> Problem
In the entries below, identify every line with the string "long" and copy it.

> Provided data
•••••

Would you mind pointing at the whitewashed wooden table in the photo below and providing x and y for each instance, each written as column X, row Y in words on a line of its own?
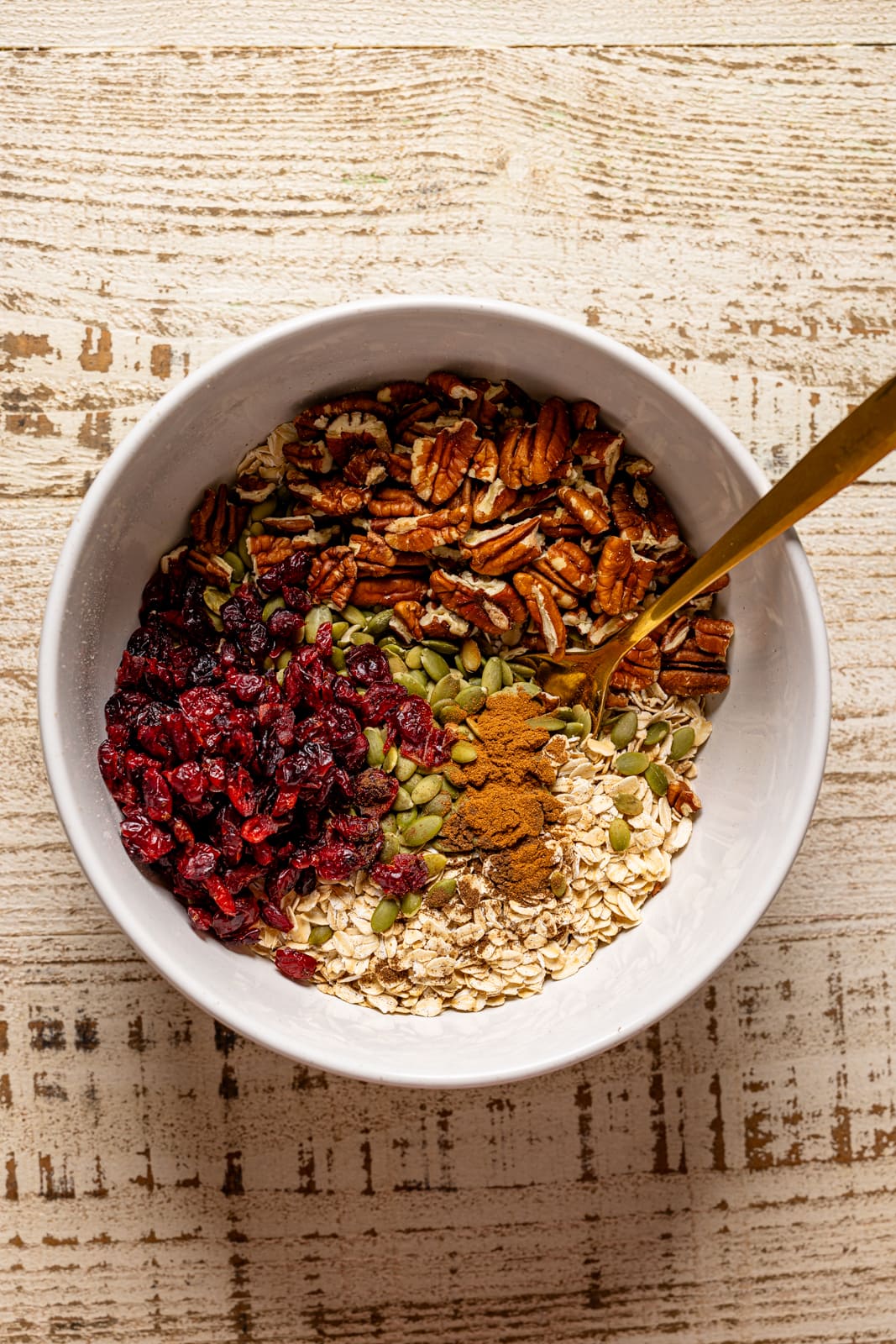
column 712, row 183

•••••

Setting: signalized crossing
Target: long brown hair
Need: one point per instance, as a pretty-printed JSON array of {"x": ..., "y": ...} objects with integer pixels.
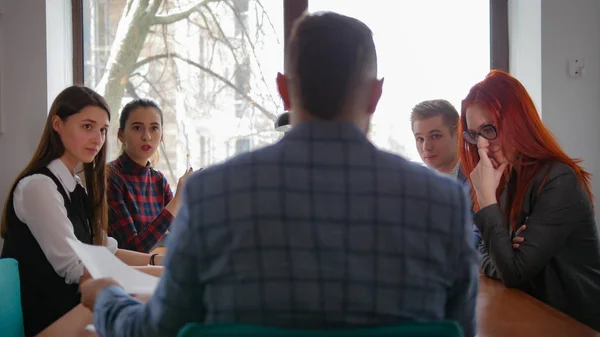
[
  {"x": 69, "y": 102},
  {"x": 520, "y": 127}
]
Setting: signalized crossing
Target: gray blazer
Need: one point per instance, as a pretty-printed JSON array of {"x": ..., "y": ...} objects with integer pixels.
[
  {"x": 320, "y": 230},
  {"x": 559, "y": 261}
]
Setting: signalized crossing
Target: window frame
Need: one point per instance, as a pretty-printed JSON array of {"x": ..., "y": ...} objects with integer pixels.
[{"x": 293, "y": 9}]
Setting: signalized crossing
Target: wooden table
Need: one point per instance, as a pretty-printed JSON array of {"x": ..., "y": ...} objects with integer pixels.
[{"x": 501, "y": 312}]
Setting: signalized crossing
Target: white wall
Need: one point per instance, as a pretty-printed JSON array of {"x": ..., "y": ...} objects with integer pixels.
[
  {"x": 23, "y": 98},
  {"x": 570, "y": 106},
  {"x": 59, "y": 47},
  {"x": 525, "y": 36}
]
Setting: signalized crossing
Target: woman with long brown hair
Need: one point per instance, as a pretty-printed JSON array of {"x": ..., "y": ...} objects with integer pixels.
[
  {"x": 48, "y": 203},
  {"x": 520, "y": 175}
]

•••••

> Solution to the problem
Target: long brown hair
Target: woman with long brown hair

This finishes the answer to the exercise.